WHAT NEEDS TO BE DONE ▸
Type out every line below exactly as it reads.

(PROVIDED DATA)

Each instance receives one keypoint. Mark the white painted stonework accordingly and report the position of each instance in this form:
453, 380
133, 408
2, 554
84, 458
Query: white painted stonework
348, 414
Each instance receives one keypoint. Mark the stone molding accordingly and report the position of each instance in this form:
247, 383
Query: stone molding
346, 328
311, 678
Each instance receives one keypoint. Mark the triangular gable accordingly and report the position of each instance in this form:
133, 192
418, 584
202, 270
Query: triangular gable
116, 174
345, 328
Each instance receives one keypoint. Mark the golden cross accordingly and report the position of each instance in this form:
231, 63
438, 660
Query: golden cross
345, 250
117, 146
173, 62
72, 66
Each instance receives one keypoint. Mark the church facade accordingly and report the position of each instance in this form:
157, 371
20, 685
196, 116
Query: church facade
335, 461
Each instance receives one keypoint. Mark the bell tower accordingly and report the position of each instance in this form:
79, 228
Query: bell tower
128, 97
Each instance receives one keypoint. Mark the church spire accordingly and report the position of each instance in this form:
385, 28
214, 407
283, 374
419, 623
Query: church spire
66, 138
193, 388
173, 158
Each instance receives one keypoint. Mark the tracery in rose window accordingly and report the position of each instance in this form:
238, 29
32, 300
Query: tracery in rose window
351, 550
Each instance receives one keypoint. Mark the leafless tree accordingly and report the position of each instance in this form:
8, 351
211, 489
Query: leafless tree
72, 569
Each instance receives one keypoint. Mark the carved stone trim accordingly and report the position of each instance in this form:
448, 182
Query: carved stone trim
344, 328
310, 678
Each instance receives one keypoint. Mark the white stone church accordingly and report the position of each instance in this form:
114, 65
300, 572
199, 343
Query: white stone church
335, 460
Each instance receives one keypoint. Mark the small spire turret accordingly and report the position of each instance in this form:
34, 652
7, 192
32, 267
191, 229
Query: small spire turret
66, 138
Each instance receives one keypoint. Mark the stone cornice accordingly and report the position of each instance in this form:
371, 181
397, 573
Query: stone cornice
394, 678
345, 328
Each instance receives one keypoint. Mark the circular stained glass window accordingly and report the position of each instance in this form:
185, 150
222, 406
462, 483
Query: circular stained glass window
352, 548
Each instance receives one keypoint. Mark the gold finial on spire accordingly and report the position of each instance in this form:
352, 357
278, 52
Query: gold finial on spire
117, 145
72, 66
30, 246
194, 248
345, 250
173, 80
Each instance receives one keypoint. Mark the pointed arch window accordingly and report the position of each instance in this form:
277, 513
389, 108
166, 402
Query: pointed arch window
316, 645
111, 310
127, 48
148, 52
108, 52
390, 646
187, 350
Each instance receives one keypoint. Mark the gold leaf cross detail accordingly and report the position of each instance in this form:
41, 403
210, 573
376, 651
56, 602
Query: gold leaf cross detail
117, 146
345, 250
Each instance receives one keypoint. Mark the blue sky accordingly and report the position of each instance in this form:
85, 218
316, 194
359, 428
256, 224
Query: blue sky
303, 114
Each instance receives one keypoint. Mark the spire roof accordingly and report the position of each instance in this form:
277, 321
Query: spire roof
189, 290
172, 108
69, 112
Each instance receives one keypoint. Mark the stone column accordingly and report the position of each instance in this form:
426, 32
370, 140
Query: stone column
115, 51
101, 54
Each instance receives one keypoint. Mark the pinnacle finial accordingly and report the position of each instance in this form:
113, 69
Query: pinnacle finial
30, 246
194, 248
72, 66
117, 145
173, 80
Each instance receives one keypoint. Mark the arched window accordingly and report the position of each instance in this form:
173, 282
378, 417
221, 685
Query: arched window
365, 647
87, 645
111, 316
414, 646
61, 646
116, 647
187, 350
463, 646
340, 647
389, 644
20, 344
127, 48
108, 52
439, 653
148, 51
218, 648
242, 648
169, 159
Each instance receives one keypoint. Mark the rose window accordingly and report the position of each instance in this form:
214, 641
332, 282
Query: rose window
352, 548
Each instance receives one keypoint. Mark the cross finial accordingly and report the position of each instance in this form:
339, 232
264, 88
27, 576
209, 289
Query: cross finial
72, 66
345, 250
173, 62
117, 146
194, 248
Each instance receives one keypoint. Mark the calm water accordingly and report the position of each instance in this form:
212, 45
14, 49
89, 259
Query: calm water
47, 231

(End PROVIDED DATA)

RESPONSE ▸
Each instance receives one keypoint. Mark the white painted stonework accordingly and report the position of each instance in this form:
453, 380
133, 408
2, 554
84, 458
Query: white painted stonework
348, 414
Each instance receives one keypoint. Mark the stone molding accordingly and report the position of each instance in this form:
247, 383
Query: stone molding
346, 328
311, 678
Each instance receives one keypoint. Mark the triangular gable accordingly and report the position of each instance in this form:
133, 192
418, 584
202, 270
Query: triangular gable
116, 174
345, 328
Each instance receives one keypoint. Mark the golden cross accordingly and report the position of each instance in this form:
231, 63
438, 660
Query: golden cross
345, 250
117, 146
173, 62
72, 66
Each instance receives one keypoint. Mark the church facade accordingly and report the position of each instance in this form:
157, 371
20, 685
196, 116
Query: church facade
335, 461
Each instance receives one keypoint. Mark the bell tower accordingly and report the position of each instance in this form:
79, 228
Query: bell tower
128, 97
Each instance receives one keypoint. Mark the church spire accordingly and report the position of each instance in this form:
385, 28
214, 407
283, 374
419, 623
Query: church spire
66, 138
193, 388
173, 158
Each instance receives one keypoint. Mark the tracery in rose window accordingly and report the position of each instance in this form:
238, 29
32, 300
Query: tracery in rose window
351, 550
Each instance receives one keypoint. Mark the leafless tree accordingly and report the position of each instance in this form:
8, 351
211, 489
Query: leafless tree
72, 569
Each instance receives one keypoint. Mark the carved stone trim accordingly and report the position of each instance in this form:
448, 182
Query: carved stone trim
344, 328
310, 678
Each instance receives one keypoint. Mark the white stone church accordingly and report the position of each instance in this form:
114, 65
300, 572
199, 343
Query: white stone church
335, 460
Each instance receives one keypoint. Mark the small spire turret accordingly and report the position of each instance in this form:
34, 652
7, 192
32, 267
191, 229
Query: small spire turret
66, 138
Each instance receives one keypoint. Mark the stone cornice accordingly and report the position of each instance in this form:
371, 181
397, 573
Query: stone cornice
394, 678
345, 328
Each instance receives one keypoint. Mark the circular stained glass window accordingly and report the position of each instance in this form:
185, 150
222, 406
462, 483
Query: circular stained glass window
352, 548
Each instance receives one keypoint. Mark the gold finial on spire accordingly and report the position of each instance in this form:
352, 357
278, 52
Query: gold finial on spire
117, 145
72, 66
30, 246
194, 248
345, 250
173, 80
Each instance receives one keypoint. Mark the pointed arch window accordingly and report the position of each instance in this form:
277, 513
389, 108
166, 402
Query: pointed arch window
316, 645
111, 310
127, 48
148, 52
108, 52
390, 646
187, 350
Each instance receives one keypoint. Mark the gold leaf cross detail accordingly and report the position of each instance in this form:
41, 403
210, 573
376, 651
56, 602
Query: gold leaf cross detail
117, 146
345, 250
Each instance receives one keypoint. Mark the blue sky accordingly and report the position of each instance in this form:
85, 218
316, 194
359, 428
256, 224
Query: blue sky
303, 114
Each instance receives one keypoint. Mark the spire roof accordingly and report the position of each instance in this form:
277, 321
Query: spire roof
189, 290
172, 108
69, 112
Each instance receives one keypoint. Mark the stone column accordingly and report the position of each instance in this form:
426, 32
370, 140
Query: stone column
115, 51
101, 54
Each instance receives one keypoint. Mark the pinnacle finial accordingly and report the position of each instance in this form:
113, 69
Query: pinnacle finial
30, 246
194, 248
72, 66
117, 145
173, 80
Each instance receives one keypoint. Mark the arched window accordingly and report the position of each instance in this form:
173, 282
378, 417
221, 685
Query: arched window
365, 647
87, 645
111, 316
414, 646
61, 646
116, 647
187, 350
463, 646
340, 647
389, 644
20, 344
127, 48
108, 52
439, 653
148, 51
218, 648
242, 648
169, 159
Each instance receives one keypoint. Mark the rose window accordingly and report the position of each instance in this form:
214, 641
332, 282
Query: rose window
352, 548
Each instance receives one keypoint. Mark the cross finial accordingly and report the position of each instance in this form:
339, 232
264, 88
27, 576
209, 289
Query: cross finial
72, 66
345, 250
173, 62
117, 146
194, 248
Each instance receives one keypoint. Mark the calm water accordingly and report the position of each instance in this form:
212, 45
14, 49
89, 259
Query: calm water
47, 231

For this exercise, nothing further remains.